▶ [Given problem a] Print the passage from the article about Qatar's new news channel between "Since its launch" and "by the UAE.", inclusive.
[BEGIN Source passage]
Qatar to launch Al Jazeera counterweight

Justin Vela
May 4, 2014 Updated: May 5, 2014 13:11:00

ABU DHABI //
Qatar is launching a new television station as a political counterweight to Al Jazeera amid concern the network has become too supportive of the Muslim Brotherhood.

The new station is to be an Arabic-language news channel based in London and broadcasting across the Arab world. It is one of several new media ventures launched under the Emir of Qatar, Sheikh Tamim bin Hamad Al Thani, who succeeded his father in June and is seeking to put his own stamp on the country’s vast soft power machine.

The driving force behind the new station is Azmi Bishara, the Palestinian director of the Doha-based Arab Centre for Research and Policy Studies, and a close confidant of the emir.

Mr Bishara is known to be “fairly anti-Brotherhood” and willing to criticise the group publicly, said Michael Stephens, deputy director of the Royal United Services Institute for Defence and Security Studies Qatar.

“Bishara recommended that it be started. His own beliefs are that Qatar has been too close to the Ikhwan for too long.”

Mr Stephens said the channel, named AlAraby Television Network, was supposed to launch in January but kept getting pushed back.

It is currently recruiting staff, placing job adverts for a satellite coordinator and a planning producer and headhunting from existing Arabic news stations such as BBC Arabic.

Media outlets serve as Qatar’s main soft power tool on the international stage, especially the Doha-based television network Al Jazeera.

Since its launch in 1996 Al Jazeera has grown exponentially but its criticism of other Arabian Gulf countries and willingness to give voice to members of the Muslim Brotherhood, in line with Doha’s support for Islamists after the Arab Spring uprisings, has angered Qatar’s neighbours.

In one of the worst diplomatic spats in the GCC’s history, the UAE, Saudi Arabia and Bahrain withdrew their ambassadors from Qatar in March. The protest came after Youssef Al Qaradawi, a spiritual guide of the Muslim Brotherhood, who has a show on Al Jazeera, continued their policies.

Saudi Arabia considers the Muslim Brotherhood to be a terrorist organisation, a position backed by the UAE.

The new station will serve as a way for Qatar to not only boost its already sizeable media industry, but also allow Sheikh Tamim to step out of the shadow of his father, Sheikh Hamad bin Khalifa Al Thani, and rebalance the country’s policies after drawing the ire of its neighbours.

“My view is that it’s the emir trying to be his own man,” said Andrew Hammond, a Middle East analyst at the European Council on Foreign Relations. “He hasn’t really emerged from the shadow of his father.”
[END Source passage]
▶ [Given problem b] Count the lines in the listing below that contain the string "dark", treating uppercase and lowercase as different. Give only the number.
[BEGIN Entries provided]
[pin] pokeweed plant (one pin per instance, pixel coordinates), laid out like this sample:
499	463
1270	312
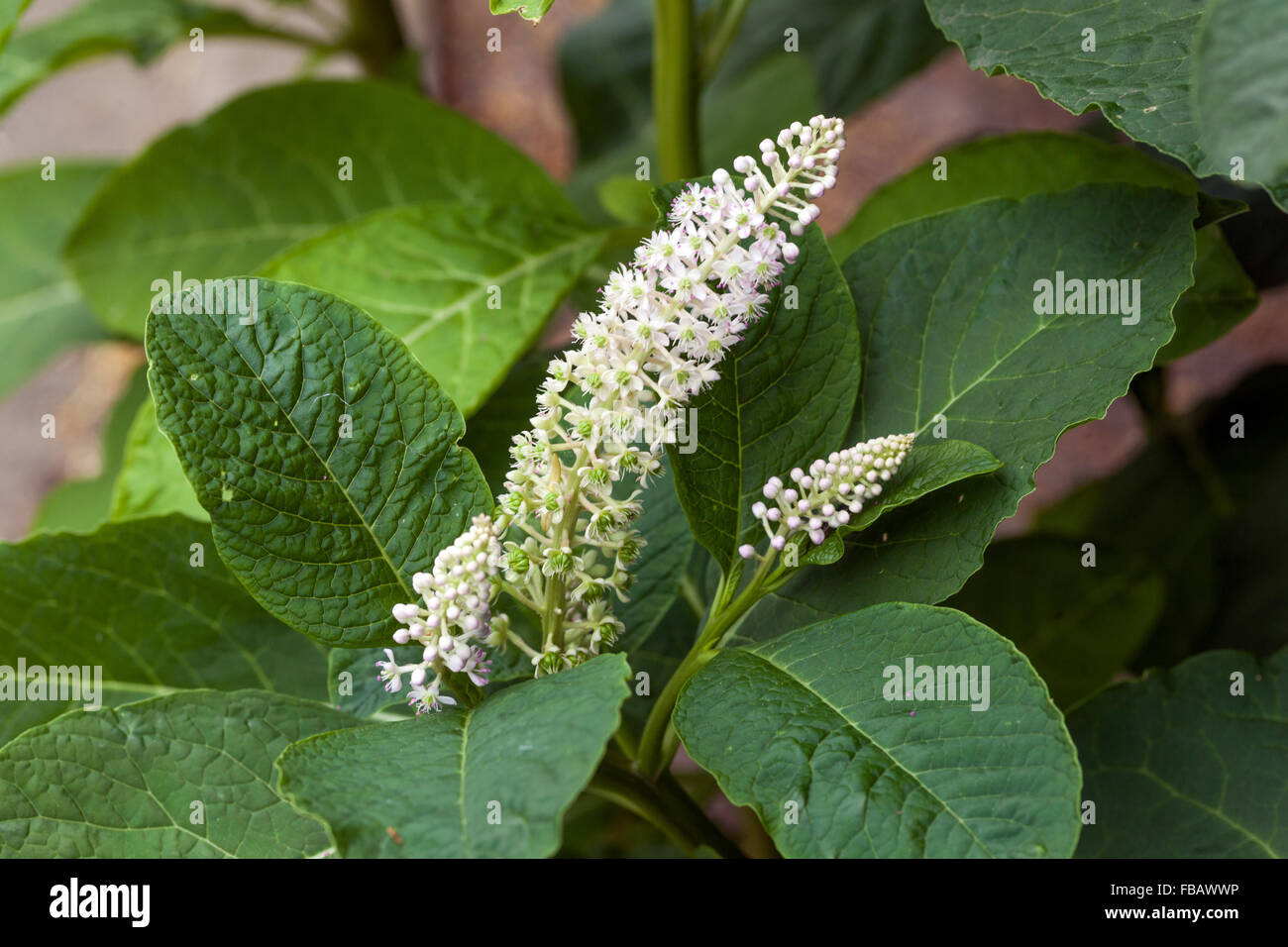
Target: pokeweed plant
726	517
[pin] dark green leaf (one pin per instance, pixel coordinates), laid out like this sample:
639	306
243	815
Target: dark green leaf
269	167
1179	766
1202	80
1078	625
326	530
492	781
468	286
816	733
40	308
123	783
949	330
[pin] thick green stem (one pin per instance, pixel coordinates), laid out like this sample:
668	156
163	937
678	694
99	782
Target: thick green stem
675	89
658	742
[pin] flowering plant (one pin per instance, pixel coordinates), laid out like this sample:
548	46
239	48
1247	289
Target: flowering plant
458	512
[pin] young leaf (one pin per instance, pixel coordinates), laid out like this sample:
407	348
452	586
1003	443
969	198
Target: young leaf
1202	80
151	482
1077	625
277	166
953	347
323	453
1188	763
40	308
151	604
468	286
1034	162
188	775
782	399
840	757
492	781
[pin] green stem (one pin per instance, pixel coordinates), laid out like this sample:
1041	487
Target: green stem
675	89
660	741
721	25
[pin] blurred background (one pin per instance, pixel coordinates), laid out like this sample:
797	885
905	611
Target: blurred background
111	107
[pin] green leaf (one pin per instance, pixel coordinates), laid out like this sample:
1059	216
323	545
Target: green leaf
1029	162
269	166
151	480
802	729
1202	80
433	788
325	530
130	600
1181	767
143	29
849	52
782	399
528	9
505	414
42	312
121	783
468	286
82	504
11	11
1078	625
949	330
928	467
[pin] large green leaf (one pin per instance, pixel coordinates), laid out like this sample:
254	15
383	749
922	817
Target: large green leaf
930	466
82	504
782	399
151	480
326	530
948	330
1202	80
492	781
802	729
143	29
1077	624
129	599
1180	766
265	171
1207	509
528	9
467	286
123	783
1033	162
40	308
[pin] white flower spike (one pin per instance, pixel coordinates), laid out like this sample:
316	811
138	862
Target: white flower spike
664	325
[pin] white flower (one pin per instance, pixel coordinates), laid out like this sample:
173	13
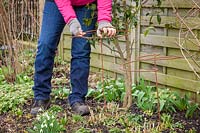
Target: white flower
41	131
45	125
51	124
42	126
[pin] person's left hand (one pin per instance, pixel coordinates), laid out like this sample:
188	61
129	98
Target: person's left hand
105	28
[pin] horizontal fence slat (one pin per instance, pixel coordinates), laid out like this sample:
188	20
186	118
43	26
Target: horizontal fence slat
177	3
171	22
174	63
96	62
167	41
182	83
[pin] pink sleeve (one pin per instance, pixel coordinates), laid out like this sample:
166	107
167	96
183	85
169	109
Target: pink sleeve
104	10
66	9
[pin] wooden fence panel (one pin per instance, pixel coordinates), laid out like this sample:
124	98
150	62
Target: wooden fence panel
174	74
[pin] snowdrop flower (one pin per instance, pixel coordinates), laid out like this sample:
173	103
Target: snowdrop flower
51	124
45	125
42	126
41	131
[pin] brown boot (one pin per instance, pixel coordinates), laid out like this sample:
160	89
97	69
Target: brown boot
80	108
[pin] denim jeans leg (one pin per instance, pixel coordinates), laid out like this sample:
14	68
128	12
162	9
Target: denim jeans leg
52	27
80	62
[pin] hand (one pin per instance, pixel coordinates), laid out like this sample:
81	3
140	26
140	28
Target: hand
75	28
105	28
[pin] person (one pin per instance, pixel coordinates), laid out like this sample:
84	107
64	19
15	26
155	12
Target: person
56	14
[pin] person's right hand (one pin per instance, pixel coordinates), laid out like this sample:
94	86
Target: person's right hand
75	27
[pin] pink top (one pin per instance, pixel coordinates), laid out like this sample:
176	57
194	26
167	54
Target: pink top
66	8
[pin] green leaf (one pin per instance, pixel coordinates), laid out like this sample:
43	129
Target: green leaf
159	18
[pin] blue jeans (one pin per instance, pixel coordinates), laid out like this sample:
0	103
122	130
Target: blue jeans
52	27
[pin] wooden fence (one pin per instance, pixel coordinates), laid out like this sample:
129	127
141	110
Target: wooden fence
174	74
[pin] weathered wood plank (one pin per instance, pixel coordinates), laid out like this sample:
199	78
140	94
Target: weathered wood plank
171	22
177	3
174	63
166	41
96	62
181	83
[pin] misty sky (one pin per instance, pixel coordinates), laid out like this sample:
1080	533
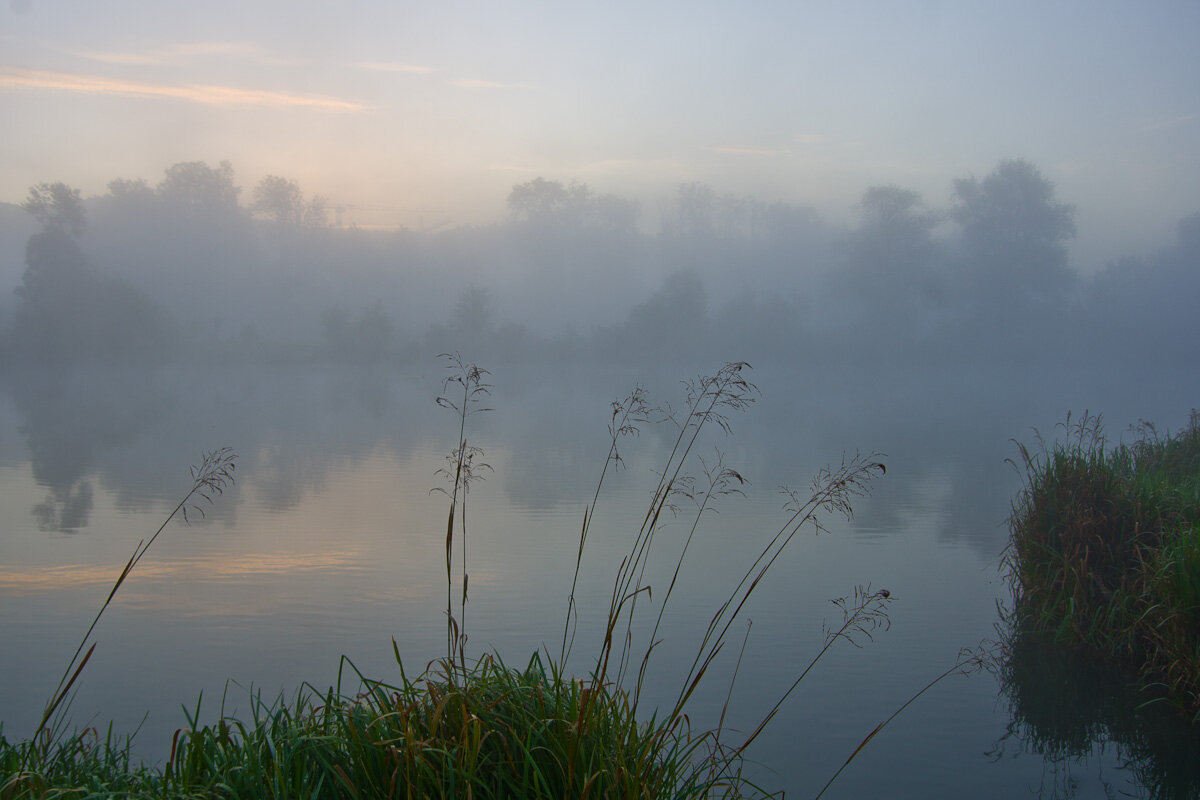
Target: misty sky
[END Entries provided]
▶ [Answer a]
Since its launch in 1996 Al Jazeera has grown exponentially but its criticism of other Arabian Gulf countries and willingness to give voice to members of the Muslim Brotherhood, in line with Doha’s support for Islamists after the Arab Spring uprisings, has angered Qatar’s neighbours.

In one of the worst diplomatic spats in the GCC’s history, the UAE, Saudi Arabia and Bahrain withdrew their ambassadors from Qatar in March. The protest came after Youssef Al Qaradawi, a spiritual guide of the Muslim Brotherhood, who has a show on Al Jazeera, continued their policies.

Saudi Arabia considers the Muslim Brotherhood to be a terrorist organisation, a position backed by the UAE.

▶ [Answer b] 2